_Stored records_
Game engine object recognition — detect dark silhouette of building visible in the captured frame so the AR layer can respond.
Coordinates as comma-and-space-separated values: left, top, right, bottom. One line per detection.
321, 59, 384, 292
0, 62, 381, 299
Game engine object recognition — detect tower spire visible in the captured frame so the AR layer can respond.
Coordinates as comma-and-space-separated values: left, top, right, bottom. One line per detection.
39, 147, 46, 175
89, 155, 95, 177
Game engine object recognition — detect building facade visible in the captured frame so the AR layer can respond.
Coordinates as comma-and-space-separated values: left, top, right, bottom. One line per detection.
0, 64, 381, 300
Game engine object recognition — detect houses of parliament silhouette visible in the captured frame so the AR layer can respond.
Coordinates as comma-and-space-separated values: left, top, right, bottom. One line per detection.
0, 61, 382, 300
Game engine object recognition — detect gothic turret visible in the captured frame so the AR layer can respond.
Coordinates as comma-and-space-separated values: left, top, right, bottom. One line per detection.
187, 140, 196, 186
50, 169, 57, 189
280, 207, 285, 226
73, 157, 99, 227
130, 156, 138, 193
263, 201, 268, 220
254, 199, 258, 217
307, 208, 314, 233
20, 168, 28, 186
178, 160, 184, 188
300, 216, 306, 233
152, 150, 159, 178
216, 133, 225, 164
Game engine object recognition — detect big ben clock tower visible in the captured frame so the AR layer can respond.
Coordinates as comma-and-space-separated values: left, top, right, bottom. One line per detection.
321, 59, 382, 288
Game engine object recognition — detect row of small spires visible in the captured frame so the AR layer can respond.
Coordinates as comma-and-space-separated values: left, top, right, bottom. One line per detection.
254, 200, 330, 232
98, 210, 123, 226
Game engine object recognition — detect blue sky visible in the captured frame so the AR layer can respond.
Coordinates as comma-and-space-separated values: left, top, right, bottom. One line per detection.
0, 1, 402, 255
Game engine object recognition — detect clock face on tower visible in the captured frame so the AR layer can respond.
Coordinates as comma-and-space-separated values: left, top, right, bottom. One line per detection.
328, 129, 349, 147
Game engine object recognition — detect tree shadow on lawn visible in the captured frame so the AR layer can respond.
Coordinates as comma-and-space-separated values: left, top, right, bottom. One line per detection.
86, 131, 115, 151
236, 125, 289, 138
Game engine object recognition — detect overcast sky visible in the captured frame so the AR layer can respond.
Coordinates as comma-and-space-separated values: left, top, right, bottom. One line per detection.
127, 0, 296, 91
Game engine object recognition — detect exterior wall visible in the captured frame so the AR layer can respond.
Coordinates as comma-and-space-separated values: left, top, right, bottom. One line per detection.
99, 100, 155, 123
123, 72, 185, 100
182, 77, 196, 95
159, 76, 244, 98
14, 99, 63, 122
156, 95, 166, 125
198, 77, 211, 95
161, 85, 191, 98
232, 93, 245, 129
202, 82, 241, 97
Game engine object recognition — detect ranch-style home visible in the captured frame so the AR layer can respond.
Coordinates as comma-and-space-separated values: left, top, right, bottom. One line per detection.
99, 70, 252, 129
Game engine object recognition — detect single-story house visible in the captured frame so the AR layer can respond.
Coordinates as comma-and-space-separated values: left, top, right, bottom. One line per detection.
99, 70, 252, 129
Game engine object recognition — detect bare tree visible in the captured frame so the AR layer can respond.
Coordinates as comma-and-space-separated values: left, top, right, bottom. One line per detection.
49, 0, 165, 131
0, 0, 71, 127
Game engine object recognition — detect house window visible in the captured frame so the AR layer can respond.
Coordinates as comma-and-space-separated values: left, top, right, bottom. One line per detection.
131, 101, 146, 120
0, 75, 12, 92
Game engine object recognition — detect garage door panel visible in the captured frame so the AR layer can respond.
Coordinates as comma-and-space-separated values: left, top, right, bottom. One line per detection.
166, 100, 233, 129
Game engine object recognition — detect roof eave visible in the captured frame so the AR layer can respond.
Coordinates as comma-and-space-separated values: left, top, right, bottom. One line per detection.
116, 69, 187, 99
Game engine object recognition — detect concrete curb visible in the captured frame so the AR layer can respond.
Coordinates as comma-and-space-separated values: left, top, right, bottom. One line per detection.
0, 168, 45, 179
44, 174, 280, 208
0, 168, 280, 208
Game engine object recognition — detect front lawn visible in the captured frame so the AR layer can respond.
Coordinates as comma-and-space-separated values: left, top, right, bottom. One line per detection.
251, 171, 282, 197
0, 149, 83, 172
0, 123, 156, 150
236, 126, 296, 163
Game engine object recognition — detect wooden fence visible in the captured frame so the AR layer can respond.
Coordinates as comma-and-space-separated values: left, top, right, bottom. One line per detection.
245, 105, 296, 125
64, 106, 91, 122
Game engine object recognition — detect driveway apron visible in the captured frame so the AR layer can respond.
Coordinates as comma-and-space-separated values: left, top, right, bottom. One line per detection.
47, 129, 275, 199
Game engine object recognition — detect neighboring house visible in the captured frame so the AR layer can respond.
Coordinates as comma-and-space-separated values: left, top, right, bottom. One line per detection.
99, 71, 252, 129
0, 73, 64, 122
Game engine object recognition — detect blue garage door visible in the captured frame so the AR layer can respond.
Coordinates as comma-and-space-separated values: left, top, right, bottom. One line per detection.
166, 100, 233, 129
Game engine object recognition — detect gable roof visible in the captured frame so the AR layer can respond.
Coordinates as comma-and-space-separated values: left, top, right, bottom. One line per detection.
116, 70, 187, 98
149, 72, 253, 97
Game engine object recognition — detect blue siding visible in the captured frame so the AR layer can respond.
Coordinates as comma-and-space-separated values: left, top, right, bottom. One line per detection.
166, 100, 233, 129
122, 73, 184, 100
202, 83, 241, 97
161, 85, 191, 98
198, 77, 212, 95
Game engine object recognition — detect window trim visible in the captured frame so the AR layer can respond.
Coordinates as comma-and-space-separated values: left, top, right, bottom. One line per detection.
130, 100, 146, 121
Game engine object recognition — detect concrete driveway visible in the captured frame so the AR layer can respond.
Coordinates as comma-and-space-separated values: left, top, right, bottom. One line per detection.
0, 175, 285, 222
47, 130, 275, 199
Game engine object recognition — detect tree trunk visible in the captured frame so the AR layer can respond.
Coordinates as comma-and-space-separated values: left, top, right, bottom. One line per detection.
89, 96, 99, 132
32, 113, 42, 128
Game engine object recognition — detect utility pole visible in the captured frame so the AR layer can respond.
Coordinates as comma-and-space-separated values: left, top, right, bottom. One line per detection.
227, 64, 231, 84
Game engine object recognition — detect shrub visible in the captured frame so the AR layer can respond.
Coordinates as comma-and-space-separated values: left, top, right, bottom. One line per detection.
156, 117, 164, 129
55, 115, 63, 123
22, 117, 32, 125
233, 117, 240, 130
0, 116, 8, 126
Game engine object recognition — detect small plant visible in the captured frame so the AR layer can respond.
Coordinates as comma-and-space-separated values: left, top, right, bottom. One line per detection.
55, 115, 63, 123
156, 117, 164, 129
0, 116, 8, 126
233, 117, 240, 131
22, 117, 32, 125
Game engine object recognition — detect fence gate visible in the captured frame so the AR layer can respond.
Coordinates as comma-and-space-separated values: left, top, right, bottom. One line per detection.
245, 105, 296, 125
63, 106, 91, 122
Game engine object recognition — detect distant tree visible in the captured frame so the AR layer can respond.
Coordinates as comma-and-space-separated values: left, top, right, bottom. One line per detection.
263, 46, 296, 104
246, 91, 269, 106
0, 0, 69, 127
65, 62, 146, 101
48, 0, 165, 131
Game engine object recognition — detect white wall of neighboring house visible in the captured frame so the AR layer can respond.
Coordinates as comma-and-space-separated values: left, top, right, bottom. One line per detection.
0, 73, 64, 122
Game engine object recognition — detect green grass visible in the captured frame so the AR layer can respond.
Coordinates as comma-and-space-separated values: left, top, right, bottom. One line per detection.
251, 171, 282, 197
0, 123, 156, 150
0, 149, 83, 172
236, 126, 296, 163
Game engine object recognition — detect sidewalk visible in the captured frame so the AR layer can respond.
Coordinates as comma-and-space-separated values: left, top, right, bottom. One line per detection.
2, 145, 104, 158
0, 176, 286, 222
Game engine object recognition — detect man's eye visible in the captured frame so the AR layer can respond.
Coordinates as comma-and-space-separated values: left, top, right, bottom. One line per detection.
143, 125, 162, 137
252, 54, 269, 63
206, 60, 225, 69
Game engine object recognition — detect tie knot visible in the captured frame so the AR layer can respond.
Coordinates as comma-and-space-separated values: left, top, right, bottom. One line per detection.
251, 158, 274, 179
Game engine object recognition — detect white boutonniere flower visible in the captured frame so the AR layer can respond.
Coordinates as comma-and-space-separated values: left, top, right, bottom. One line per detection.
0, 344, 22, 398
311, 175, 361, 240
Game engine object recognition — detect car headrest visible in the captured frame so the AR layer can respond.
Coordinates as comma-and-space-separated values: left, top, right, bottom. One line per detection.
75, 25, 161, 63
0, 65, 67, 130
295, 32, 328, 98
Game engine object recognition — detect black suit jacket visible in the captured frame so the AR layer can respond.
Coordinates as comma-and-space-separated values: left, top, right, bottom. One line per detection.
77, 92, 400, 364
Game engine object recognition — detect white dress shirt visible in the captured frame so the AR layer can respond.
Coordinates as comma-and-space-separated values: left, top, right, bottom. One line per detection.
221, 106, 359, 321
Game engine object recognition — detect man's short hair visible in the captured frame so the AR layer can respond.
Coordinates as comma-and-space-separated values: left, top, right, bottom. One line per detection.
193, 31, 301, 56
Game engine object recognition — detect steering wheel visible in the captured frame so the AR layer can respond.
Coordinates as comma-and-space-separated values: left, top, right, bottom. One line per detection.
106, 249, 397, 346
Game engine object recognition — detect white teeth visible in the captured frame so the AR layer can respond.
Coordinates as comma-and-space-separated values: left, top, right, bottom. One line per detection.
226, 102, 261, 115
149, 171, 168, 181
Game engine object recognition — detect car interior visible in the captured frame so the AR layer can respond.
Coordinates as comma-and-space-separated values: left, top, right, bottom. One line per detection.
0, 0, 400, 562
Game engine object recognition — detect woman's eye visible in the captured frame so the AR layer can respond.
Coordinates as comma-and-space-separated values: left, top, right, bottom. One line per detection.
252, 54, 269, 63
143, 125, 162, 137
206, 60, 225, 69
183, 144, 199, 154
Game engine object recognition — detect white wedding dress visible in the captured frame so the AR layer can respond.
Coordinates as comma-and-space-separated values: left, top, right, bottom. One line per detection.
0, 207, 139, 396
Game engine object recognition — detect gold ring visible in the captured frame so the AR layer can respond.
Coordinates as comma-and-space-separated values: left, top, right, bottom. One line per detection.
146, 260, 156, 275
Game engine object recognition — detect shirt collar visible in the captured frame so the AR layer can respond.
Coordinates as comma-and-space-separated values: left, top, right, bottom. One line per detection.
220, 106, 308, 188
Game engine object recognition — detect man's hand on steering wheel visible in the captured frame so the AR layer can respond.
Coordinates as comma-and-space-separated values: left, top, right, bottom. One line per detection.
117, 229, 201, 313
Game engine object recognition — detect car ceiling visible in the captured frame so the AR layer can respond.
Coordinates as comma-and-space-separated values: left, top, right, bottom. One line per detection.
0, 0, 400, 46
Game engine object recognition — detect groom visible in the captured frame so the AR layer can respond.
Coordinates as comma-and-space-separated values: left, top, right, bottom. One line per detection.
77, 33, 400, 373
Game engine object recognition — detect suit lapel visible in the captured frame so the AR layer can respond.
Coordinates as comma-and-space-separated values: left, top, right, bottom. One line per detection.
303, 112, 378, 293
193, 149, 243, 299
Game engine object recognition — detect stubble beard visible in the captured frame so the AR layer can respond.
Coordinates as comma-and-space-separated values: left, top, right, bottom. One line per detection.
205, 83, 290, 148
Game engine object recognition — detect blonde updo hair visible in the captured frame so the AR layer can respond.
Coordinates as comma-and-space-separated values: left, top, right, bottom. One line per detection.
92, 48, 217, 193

_Exercise task_
Reproduce word for word the listing above, from its first line through the line containing "0, 62, 381, 299", including that line.

_Response_
Game engine object recognition — detect dark silhouette of building visible in the captured frame so the AR layer can respond.
Coordinates as comma-and-space-separated values: left, top, right, bottom. One line per detection.
321, 59, 384, 292
0, 62, 381, 299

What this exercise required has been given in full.